__Short task__. Write out every row below word for word, but leave the pictures out.

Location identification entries
**********

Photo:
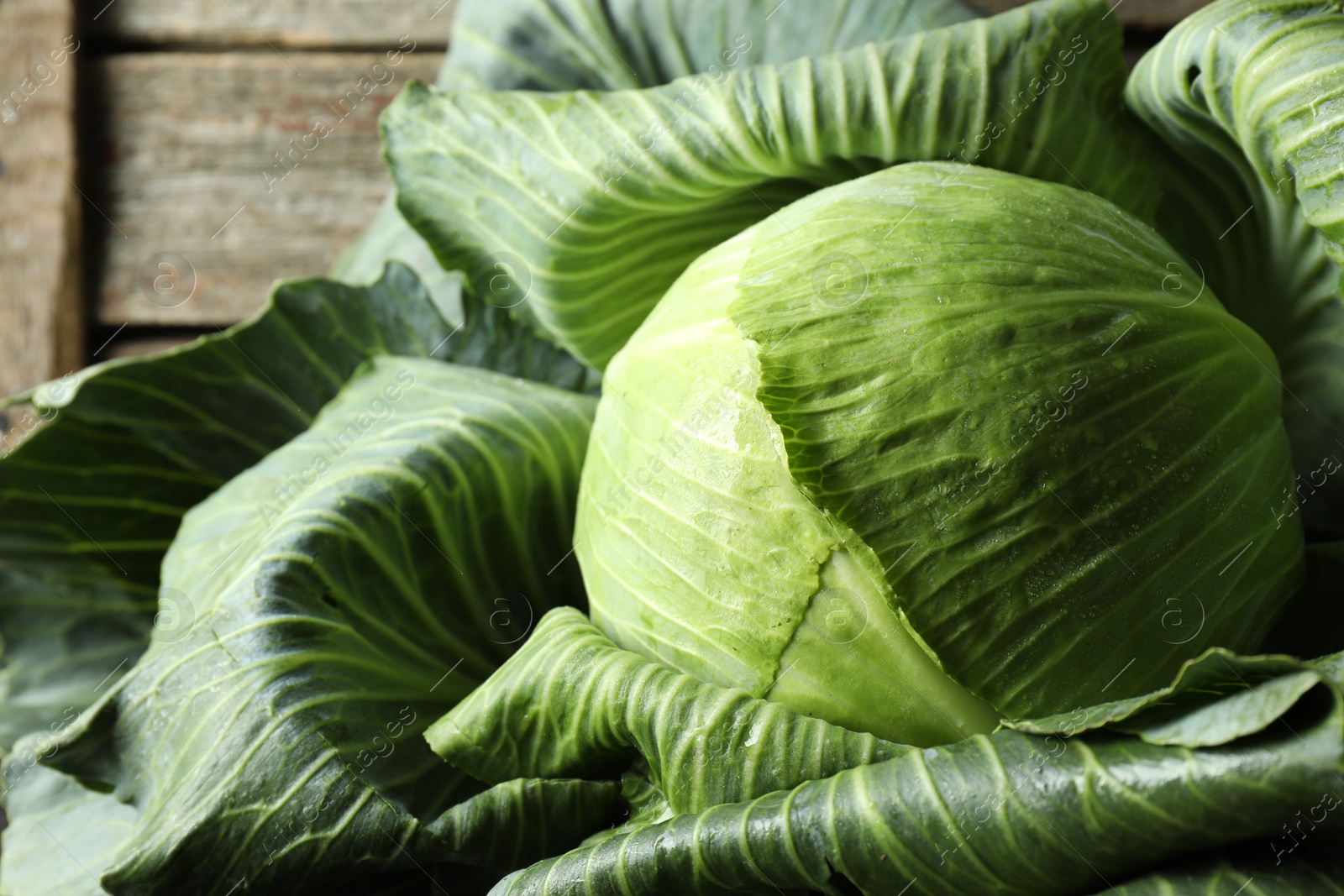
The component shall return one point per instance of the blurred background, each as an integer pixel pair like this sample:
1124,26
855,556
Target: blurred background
163,161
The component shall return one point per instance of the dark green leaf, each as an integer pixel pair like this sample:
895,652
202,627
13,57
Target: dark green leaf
344,591
91,501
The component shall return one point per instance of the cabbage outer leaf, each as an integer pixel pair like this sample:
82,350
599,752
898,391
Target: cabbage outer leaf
1005,813
349,589
578,210
1249,96
91,501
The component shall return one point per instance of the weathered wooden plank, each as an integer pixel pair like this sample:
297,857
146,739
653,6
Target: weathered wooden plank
143,343
1139,13
228,170
292,23
39,204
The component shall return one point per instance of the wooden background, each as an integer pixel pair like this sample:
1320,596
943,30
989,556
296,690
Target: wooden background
134,212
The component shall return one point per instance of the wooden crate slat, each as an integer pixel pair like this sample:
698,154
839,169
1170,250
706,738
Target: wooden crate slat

**********

__Task output__.
Photo:
The component shall return one point per instance of the blurred background, each as an integer pixel pair like this sample:
1124,26
855,556
Target: blurred background
163,161
The component shall return one point per instance of the dark green leaf, each as an integer pixel pair like this sample:
895,652
202,627
13,57
Target: dark green leaf
344,591
91,501
The component shall return one point per instance of the cabbage outer leaf, each as an integer pixel pair like this sample:
82,350
599,752
898,391
Target: cabbage outer leaf
1005,813
349,589
578,210
1249,96
91,501
The component shall return one point per instance of the weathered wooden plank, each as an integer pixel pair like this sample:
297,857
146,739
653,6
Target: weathered wooden plank
143,343
1139,13
228,170
292,23
39,204
The component shall return one point per instance of the wooden background, each as an integer pixel pair like this sample:
1320,596
943,30
989,556
296,690
Target: wooden background
134,212
The component shall return one point per instance of the wooden crate slat, each as an integer pixel pair like this sample:
698,154
839,169
1170,250
706,738
Target: wooden crate slat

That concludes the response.